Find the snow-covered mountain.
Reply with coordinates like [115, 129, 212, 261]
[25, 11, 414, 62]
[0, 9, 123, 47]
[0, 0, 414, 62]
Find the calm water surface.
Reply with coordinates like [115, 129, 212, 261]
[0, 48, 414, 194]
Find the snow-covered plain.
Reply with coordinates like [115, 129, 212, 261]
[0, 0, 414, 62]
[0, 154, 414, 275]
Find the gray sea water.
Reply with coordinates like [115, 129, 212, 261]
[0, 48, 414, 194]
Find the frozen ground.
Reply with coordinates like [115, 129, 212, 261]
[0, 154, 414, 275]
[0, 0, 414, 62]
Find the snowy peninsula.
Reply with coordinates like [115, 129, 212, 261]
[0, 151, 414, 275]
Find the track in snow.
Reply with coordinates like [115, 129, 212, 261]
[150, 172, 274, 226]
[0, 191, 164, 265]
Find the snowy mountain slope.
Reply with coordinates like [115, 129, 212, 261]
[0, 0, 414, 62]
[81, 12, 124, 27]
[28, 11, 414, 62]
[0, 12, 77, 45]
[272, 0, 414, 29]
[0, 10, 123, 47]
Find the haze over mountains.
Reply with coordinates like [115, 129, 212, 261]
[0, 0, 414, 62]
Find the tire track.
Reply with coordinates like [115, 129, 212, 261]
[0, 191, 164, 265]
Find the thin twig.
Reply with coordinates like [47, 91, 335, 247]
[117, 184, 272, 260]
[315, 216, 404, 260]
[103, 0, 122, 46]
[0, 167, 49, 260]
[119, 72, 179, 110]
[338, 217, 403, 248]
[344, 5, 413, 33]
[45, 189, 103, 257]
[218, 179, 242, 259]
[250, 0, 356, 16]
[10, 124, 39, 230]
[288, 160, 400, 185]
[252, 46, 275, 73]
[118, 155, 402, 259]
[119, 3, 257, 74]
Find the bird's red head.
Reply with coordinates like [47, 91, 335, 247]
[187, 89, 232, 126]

Short problem:
Pick out and copy every line of the records above that contains the word "water". Case counts.

Correct response:
Find the calm water surface.
Find the gray sea water.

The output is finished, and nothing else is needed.